### Exercise requirements
Find each line in the material below that contains the string "surface", and copy those lines out in full.

### Rows from a pointing dataset
++++++++++++++++++++

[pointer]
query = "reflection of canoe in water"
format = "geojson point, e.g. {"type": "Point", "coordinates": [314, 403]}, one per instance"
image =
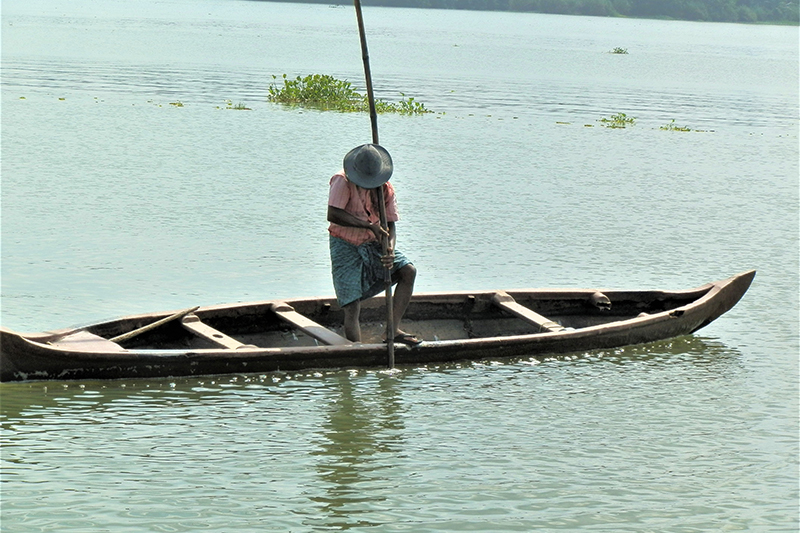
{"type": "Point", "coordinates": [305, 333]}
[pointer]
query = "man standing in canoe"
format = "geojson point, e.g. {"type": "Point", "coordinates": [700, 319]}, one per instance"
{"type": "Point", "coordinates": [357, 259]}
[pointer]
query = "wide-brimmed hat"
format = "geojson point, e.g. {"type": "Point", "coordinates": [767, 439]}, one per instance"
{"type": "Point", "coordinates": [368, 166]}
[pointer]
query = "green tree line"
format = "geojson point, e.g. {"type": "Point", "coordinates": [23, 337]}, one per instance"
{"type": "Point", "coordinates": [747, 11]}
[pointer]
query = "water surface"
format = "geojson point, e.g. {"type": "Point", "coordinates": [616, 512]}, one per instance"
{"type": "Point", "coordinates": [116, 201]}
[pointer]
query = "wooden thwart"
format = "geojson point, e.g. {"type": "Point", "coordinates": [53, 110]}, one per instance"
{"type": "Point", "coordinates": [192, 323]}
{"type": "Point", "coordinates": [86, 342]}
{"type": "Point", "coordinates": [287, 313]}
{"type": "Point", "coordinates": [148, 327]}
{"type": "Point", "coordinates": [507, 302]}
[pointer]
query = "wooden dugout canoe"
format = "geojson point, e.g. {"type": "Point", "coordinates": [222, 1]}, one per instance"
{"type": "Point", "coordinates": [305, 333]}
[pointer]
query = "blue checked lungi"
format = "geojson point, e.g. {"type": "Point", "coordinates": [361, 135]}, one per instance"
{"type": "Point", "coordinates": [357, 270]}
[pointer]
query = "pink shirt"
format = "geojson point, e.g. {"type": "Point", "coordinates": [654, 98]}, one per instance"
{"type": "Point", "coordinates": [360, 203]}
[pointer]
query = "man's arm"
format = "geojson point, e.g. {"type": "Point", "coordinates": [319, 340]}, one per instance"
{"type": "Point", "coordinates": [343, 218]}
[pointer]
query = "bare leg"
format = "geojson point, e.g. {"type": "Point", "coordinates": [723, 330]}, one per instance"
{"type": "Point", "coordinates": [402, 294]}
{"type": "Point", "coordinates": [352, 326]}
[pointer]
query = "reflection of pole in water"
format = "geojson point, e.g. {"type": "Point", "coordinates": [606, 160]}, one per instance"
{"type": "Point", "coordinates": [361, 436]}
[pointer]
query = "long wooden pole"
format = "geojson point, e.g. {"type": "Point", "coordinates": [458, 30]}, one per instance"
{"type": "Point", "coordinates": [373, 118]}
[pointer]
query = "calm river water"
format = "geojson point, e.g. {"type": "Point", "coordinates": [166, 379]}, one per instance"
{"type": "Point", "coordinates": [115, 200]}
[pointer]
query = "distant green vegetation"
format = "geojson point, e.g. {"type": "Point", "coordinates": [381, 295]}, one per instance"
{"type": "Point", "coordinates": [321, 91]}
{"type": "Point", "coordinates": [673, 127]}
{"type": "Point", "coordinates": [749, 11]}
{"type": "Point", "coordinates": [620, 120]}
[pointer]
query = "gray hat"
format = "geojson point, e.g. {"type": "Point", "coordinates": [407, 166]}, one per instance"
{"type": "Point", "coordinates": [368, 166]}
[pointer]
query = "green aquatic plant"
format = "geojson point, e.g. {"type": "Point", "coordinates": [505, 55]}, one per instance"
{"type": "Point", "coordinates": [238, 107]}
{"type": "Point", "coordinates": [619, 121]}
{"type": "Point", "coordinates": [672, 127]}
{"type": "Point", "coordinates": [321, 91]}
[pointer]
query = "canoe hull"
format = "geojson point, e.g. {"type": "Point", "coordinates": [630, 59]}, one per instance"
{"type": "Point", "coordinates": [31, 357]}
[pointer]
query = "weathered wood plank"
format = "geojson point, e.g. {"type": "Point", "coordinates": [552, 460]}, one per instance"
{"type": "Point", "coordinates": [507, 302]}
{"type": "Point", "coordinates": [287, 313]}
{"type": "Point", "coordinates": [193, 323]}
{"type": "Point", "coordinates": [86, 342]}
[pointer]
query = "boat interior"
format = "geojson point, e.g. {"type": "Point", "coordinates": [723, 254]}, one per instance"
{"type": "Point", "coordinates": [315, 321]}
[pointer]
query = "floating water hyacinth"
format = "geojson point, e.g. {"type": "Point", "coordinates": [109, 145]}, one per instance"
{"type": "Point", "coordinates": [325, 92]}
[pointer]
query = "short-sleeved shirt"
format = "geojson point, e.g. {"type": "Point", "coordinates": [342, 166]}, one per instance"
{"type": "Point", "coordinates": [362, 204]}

++++++++++++++++++++

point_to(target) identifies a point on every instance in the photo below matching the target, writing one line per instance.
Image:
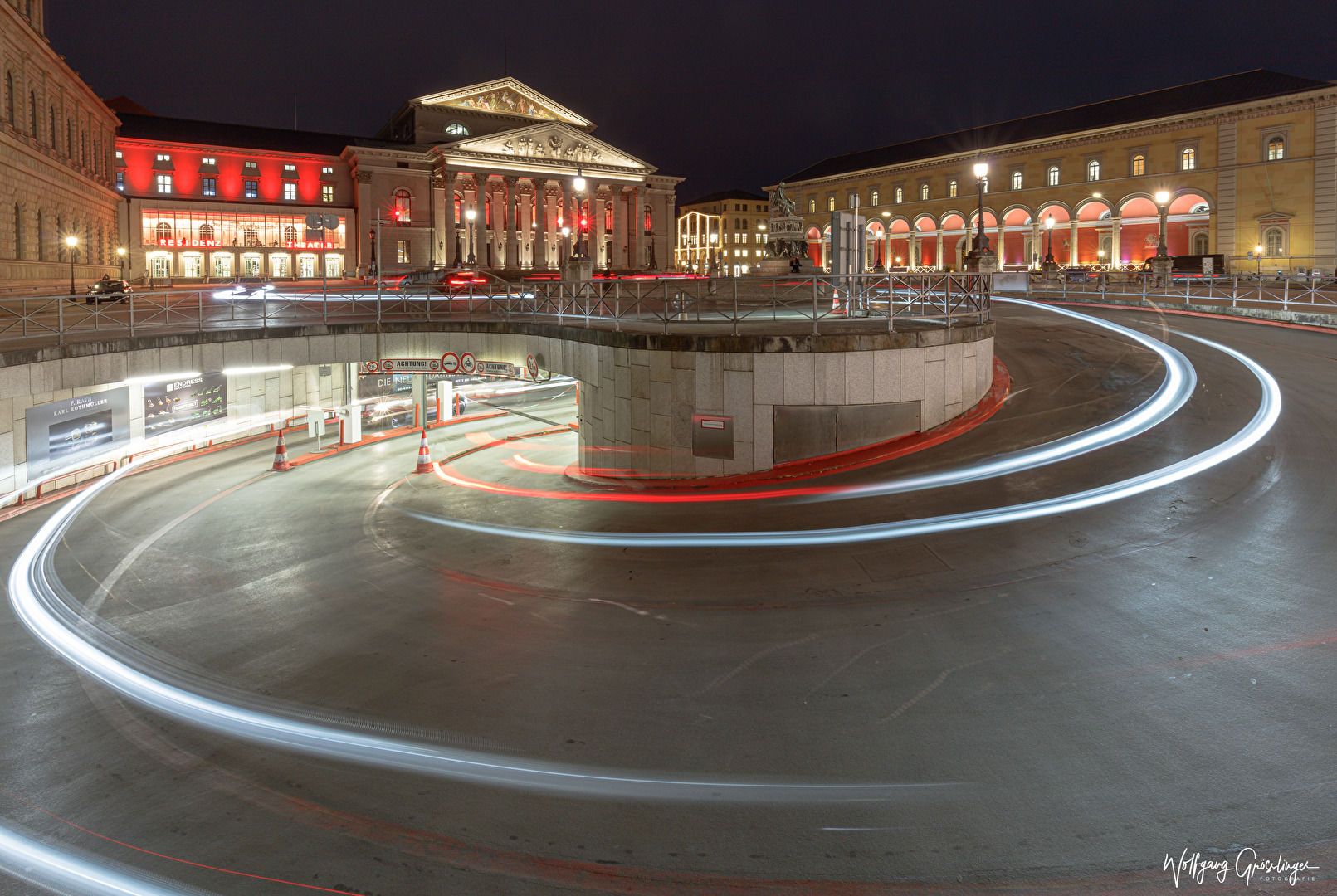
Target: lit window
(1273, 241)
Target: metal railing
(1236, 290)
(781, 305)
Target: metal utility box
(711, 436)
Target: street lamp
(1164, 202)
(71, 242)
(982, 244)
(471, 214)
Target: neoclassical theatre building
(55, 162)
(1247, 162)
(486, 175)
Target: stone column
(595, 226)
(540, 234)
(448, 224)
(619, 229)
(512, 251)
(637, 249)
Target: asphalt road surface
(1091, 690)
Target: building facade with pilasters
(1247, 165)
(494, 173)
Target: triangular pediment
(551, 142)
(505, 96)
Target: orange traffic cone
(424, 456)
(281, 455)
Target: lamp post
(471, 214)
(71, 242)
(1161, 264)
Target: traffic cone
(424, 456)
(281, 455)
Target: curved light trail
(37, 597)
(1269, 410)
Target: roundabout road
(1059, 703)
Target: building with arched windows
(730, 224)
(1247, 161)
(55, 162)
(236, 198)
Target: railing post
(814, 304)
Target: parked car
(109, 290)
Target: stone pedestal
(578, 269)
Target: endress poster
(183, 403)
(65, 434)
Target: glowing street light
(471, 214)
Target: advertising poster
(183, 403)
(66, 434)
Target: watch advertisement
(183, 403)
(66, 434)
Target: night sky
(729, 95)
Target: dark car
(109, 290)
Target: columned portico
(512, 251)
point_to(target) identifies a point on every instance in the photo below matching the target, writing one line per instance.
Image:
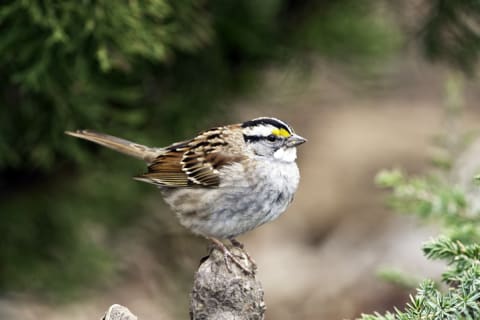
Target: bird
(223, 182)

++++++++++++++++++++

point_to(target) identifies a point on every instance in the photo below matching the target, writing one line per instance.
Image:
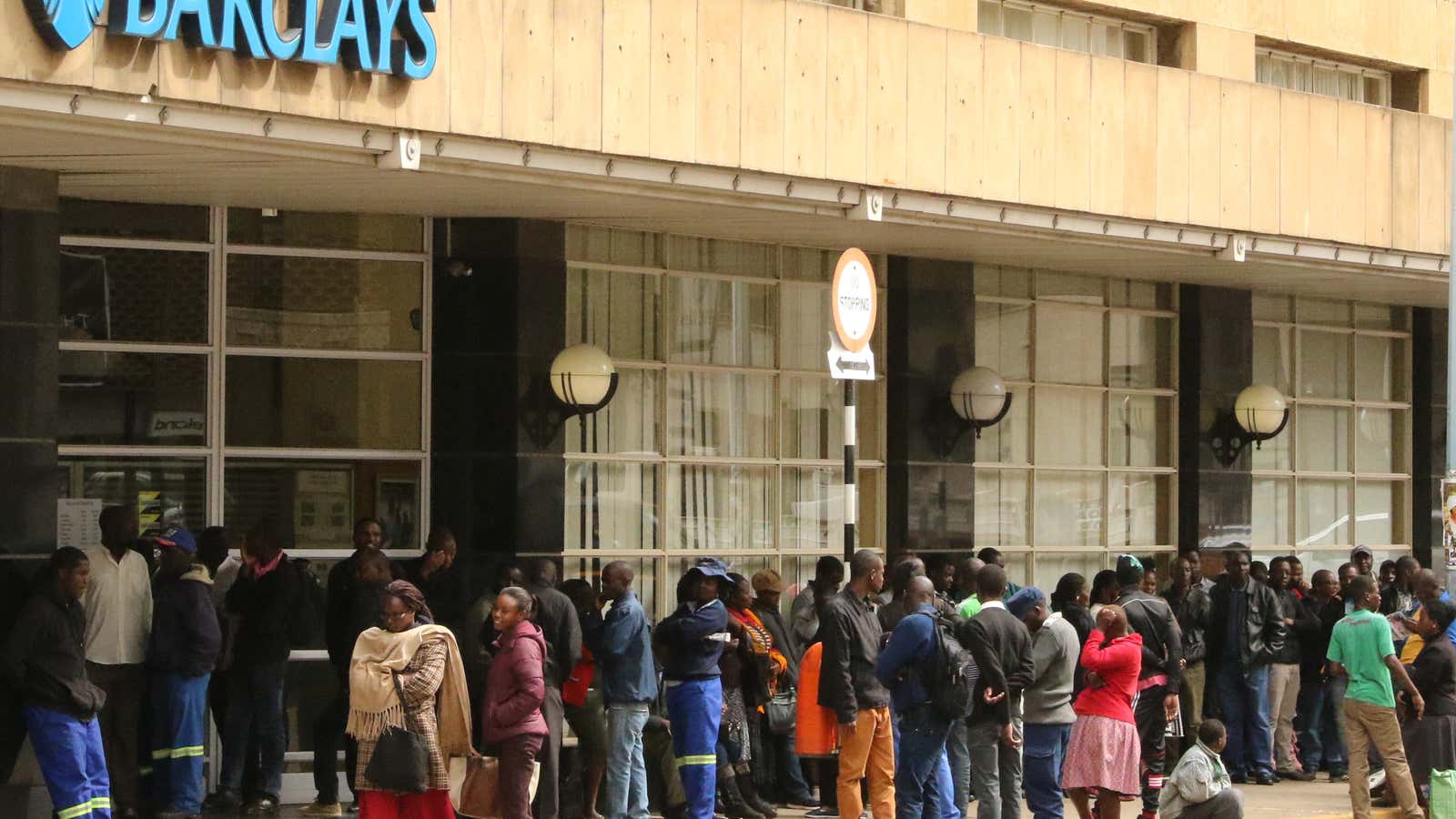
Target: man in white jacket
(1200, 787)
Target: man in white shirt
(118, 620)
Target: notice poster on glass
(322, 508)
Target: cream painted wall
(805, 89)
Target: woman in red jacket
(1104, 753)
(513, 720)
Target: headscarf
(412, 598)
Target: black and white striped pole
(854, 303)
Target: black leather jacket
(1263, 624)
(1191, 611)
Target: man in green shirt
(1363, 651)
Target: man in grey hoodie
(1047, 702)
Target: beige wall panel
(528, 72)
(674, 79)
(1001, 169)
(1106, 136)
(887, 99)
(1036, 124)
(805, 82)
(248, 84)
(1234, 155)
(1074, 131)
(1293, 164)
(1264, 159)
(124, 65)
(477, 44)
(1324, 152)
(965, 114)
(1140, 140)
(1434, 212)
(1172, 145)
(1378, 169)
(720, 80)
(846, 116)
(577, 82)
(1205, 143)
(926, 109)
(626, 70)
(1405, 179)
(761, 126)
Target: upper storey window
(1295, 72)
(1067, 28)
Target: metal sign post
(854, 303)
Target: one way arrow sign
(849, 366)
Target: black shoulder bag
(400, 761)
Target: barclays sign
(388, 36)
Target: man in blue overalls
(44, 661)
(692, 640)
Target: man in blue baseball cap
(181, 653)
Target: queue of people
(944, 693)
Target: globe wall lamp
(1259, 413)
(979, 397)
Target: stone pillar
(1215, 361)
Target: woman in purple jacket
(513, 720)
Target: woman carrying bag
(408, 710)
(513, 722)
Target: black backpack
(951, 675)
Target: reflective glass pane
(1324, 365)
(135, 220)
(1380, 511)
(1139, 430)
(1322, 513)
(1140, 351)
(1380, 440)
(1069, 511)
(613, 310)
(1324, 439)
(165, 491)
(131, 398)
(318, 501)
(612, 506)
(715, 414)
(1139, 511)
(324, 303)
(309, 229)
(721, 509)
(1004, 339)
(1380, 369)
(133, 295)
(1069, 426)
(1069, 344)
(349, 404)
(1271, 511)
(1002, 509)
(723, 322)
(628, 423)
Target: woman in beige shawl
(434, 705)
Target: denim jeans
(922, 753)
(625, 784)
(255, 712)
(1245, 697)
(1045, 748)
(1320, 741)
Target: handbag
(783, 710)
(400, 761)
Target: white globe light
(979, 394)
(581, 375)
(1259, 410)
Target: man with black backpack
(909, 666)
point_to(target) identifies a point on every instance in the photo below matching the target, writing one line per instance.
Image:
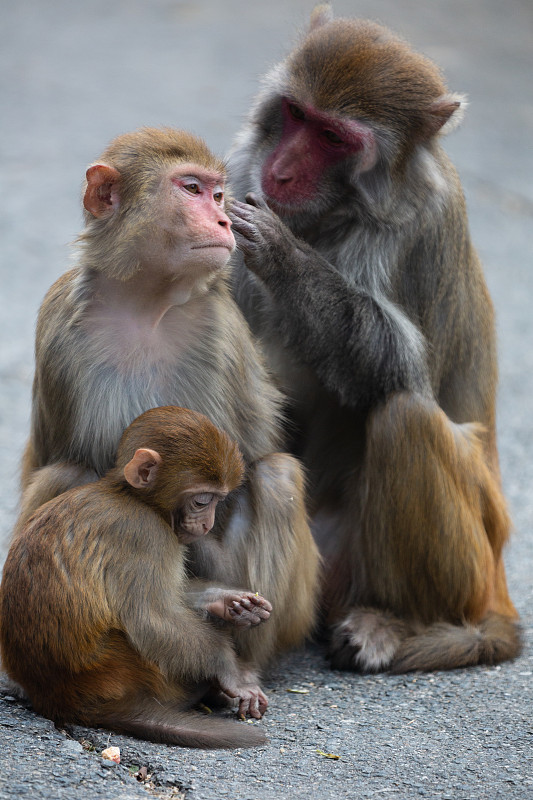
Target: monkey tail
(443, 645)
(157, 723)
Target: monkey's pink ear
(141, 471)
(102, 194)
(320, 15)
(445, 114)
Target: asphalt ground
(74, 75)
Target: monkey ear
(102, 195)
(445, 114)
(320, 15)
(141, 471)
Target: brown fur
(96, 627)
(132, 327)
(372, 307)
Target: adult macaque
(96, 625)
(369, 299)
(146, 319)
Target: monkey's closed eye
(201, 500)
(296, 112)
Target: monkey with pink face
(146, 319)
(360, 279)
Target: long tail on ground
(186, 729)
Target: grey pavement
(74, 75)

++++++++++++++++++++

### Exercise answer
query = "water surface"
Target: asphalt road surface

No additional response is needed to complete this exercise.